## [Given data]

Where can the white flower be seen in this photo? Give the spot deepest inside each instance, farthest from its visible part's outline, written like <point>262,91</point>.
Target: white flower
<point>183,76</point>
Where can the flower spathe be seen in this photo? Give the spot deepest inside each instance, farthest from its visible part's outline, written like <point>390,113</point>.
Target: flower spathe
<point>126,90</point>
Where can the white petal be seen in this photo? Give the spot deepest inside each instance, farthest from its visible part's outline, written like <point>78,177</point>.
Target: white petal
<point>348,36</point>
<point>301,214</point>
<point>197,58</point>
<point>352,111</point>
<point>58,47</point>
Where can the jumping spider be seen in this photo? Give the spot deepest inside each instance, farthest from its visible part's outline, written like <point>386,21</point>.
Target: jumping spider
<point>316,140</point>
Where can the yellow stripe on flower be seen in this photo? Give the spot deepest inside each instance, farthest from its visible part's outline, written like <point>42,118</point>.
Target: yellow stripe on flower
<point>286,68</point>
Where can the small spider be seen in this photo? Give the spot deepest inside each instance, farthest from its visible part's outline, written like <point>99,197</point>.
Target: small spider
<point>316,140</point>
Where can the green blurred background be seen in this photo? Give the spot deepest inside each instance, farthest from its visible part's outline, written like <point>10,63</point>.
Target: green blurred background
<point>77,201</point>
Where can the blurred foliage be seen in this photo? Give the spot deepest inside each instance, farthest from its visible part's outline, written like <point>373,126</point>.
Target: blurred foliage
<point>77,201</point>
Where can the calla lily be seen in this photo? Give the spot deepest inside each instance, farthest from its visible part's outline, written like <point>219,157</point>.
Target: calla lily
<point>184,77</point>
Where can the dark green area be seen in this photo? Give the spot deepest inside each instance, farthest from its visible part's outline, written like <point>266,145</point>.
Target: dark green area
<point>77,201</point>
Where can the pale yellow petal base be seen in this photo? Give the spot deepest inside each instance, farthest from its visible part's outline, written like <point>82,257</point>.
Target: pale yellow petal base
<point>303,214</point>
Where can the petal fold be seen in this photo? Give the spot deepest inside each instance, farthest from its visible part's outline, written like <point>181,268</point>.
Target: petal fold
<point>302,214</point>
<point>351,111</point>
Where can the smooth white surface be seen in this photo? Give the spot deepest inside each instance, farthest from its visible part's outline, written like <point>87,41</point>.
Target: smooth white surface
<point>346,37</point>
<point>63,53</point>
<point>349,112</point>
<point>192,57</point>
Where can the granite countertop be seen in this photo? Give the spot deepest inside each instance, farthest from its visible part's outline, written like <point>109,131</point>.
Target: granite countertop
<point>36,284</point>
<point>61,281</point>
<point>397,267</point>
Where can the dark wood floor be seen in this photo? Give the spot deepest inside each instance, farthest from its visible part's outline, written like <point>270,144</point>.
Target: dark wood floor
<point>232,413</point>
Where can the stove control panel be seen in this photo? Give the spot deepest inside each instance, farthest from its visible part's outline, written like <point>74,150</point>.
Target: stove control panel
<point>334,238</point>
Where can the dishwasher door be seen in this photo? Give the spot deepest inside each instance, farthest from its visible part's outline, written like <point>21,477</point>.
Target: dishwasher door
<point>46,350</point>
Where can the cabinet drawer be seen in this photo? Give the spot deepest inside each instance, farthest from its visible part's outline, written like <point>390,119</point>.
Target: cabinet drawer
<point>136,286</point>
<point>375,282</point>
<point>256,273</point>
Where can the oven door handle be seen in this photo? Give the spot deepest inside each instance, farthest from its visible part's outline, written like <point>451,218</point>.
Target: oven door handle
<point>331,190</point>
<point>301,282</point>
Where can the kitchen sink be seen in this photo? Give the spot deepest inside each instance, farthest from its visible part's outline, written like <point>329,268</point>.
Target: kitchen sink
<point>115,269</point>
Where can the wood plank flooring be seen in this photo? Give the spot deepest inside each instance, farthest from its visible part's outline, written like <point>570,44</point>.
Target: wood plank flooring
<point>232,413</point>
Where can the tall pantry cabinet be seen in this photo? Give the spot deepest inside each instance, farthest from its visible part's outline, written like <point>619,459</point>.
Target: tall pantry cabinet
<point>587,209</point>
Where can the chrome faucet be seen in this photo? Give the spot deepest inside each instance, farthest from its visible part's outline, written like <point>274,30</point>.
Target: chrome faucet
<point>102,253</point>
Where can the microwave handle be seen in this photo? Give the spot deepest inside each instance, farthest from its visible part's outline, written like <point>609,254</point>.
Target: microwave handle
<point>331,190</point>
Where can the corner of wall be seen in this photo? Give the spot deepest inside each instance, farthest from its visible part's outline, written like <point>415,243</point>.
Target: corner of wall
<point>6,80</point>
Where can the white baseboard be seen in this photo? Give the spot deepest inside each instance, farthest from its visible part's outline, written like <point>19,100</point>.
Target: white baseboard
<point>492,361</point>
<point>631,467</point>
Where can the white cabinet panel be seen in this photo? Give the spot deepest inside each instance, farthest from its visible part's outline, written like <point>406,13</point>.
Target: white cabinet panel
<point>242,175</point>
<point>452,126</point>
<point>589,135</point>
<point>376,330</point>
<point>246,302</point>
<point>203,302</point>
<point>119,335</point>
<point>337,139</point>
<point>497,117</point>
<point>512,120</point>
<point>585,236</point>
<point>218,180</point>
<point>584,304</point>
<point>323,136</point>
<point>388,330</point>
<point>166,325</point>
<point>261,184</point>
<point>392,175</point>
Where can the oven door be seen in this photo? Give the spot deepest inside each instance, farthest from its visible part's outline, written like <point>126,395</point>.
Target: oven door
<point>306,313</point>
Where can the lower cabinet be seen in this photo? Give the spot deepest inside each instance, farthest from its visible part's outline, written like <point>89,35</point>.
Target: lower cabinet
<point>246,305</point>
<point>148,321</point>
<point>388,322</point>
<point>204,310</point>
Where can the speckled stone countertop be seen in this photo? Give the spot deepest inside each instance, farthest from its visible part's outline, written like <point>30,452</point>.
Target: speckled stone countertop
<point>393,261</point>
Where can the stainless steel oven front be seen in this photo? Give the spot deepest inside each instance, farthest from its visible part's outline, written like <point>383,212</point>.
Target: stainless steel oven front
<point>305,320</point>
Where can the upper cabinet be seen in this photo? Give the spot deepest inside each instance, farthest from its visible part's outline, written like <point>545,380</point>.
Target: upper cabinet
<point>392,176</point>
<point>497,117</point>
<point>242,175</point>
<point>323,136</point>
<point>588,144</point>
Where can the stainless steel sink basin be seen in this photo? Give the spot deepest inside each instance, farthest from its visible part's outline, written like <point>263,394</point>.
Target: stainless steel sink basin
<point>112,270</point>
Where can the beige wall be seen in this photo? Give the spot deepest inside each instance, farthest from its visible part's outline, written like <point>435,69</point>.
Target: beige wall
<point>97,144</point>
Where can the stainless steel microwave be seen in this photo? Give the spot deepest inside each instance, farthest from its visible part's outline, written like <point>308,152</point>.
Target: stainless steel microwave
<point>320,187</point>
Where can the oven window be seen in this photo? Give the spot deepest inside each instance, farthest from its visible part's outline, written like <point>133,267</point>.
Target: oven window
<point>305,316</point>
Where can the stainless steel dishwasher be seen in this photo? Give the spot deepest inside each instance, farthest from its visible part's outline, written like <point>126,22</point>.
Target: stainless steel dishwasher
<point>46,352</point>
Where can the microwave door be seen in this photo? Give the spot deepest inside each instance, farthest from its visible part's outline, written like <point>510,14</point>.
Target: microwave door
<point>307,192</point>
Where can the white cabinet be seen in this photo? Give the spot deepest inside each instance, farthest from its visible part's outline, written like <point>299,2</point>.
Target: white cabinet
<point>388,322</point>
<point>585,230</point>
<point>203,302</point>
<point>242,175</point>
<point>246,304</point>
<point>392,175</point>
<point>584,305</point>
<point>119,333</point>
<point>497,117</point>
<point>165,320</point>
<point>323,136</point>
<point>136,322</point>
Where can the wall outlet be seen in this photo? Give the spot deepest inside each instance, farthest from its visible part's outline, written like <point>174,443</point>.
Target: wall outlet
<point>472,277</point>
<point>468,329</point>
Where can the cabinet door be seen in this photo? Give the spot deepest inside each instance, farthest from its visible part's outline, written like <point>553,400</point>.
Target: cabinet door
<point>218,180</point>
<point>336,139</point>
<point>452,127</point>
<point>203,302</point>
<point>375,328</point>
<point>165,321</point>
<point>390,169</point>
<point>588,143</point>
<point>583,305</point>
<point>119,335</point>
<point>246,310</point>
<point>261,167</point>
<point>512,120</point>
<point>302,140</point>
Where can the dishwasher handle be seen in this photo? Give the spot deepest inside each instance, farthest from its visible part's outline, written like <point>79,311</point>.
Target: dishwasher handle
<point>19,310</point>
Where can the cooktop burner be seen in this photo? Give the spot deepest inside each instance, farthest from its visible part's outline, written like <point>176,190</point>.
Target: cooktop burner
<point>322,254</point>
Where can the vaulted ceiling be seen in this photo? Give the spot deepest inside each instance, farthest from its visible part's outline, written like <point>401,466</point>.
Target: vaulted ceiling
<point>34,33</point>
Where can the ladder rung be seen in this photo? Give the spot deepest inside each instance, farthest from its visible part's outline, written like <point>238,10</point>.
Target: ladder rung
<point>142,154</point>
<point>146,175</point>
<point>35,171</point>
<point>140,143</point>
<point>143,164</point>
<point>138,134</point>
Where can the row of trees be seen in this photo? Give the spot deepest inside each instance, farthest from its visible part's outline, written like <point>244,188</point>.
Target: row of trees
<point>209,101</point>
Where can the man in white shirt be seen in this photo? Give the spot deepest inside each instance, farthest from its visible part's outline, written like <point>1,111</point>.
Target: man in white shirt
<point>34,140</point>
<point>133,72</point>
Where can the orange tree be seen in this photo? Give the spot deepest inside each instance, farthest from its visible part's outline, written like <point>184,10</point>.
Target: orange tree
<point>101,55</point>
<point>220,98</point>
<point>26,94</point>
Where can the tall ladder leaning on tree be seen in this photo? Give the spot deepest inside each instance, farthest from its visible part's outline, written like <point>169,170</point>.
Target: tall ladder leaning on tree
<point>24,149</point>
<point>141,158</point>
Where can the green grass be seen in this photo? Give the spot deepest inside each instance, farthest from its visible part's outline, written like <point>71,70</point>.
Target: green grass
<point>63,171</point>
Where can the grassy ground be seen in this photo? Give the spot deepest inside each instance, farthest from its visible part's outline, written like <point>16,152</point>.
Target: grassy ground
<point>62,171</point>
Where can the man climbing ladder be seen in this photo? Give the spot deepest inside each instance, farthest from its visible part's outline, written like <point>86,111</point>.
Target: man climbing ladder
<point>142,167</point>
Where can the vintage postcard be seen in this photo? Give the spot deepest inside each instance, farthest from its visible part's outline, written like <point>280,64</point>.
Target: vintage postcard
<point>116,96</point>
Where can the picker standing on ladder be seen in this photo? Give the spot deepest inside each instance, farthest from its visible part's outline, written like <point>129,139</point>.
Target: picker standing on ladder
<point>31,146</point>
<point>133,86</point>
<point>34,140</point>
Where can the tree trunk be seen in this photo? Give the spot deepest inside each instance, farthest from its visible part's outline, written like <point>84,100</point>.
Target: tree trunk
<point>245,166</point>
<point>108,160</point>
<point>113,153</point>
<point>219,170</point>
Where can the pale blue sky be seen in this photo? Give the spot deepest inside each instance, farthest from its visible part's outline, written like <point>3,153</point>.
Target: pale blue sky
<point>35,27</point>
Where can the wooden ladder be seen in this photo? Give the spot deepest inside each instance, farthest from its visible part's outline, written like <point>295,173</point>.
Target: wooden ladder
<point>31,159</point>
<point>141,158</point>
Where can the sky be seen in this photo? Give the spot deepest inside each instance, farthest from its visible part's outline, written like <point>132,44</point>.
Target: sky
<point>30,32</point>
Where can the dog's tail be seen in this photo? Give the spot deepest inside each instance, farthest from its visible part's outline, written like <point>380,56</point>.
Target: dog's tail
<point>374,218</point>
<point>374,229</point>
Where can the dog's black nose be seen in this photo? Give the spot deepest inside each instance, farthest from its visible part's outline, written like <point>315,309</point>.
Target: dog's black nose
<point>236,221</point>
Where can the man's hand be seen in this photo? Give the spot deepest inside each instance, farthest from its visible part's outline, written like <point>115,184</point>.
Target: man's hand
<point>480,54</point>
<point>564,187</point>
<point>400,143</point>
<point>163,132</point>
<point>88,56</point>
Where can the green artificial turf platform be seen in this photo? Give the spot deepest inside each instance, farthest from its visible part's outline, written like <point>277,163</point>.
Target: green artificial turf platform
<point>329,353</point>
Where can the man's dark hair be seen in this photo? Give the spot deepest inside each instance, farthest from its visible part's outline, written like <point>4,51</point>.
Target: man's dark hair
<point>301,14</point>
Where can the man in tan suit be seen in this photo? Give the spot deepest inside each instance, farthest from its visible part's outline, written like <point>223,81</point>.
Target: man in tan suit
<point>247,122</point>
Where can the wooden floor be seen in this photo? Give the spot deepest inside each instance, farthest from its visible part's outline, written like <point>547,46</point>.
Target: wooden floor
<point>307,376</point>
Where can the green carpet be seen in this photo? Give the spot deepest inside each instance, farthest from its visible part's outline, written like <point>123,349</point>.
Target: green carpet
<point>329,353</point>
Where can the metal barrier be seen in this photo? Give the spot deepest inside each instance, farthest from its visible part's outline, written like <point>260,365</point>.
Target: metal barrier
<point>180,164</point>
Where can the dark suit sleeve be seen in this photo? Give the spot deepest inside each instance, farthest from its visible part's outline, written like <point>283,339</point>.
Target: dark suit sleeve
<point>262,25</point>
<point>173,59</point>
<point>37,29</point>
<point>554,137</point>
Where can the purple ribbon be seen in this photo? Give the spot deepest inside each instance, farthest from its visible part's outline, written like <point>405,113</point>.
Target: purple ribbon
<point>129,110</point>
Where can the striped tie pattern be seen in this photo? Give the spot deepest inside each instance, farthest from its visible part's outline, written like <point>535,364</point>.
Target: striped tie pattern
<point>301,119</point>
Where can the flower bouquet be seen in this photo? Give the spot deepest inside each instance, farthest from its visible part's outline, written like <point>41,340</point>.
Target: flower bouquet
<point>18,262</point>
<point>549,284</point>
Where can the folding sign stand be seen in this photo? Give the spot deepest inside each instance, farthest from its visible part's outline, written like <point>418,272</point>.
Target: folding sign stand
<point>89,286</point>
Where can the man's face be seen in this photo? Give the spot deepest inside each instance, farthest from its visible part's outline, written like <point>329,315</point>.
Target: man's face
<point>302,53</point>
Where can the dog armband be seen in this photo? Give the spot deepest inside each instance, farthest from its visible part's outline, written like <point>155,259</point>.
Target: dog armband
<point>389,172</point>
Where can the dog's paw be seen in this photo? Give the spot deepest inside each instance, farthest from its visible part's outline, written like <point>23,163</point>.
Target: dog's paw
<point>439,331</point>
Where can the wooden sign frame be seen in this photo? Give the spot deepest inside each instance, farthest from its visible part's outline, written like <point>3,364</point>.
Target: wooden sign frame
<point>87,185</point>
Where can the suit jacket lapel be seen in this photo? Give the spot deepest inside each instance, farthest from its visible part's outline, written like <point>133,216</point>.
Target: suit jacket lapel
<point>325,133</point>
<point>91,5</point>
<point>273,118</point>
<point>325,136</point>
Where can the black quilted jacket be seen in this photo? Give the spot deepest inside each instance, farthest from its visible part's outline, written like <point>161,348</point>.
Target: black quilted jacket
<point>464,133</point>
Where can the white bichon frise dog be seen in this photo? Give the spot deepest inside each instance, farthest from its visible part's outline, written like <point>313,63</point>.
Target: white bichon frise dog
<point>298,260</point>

## [Your task]
Substitute "wooden stepladder" for every "wooden ladder" in the stretch of records from the line containing "Where can the pale blue" through the line containing "<point>301,14</point>". Give back only those lines, with nothing else changed.

## [Exercise output]
Where can the pale blue sky be seen in this photo? Give the spot deepest inside each instance, farthest from its visible part's outline, written like <point>3,153</point>.
Target: pale blue sky
<point>35,27</point>
Where can the wooden stepladder be seen in this photo? Give the spot deepest inside each instance, farthest from its visible part's outline, written like <point>295,173</point>.
Target: wooden stepladder
<point>31,159</point>
<point>141,158</point>
Where can the sky be seen in this photo? Give the spot deepest inside each instance, farthest from its visible part's outline, written like <point>132,44</point>.
Target: sky
<point>30,32</point>
Where can the dog's tail be seen in this photo? Give the spot deepest inside each instance, farthest from its visible part's outline, written like <point>380,56</point>.
Target: dog's tail
<point>374,218</point>
<point>374,229</point>
Where can the dog's black nose be seen in this photo? Give the spot deepest inside each instance, farthest from its visible part's outline, written like <point>315,309</point>.
Target: dog's black nose
<point>236,221</point>
Where can the man's hand be seen in this photo? Give the spot deepest inside each instance, farthest from its visible part's outline, written like <point>115,184</point>.
Target: man's hand
<point>480,54</point>
<point>564,187</point>
<point>400,143</point>
<point>163,132</point>
<point>88,56</point>
Where can the green artificial turf platform be seen in this photo? Give the spot deepest inside each instance, farthest from its visible part's outline, written like <point>277,163</point>.
Target: green artificial turf platform
<point>329,353</point>
Where can the man's dark hair be seen in this photo? Give the spot deepest inside each instance, farthest from its visible part's outline, written like <point>4,51</point>.
Target: man's dark hair
<point>301,14</point>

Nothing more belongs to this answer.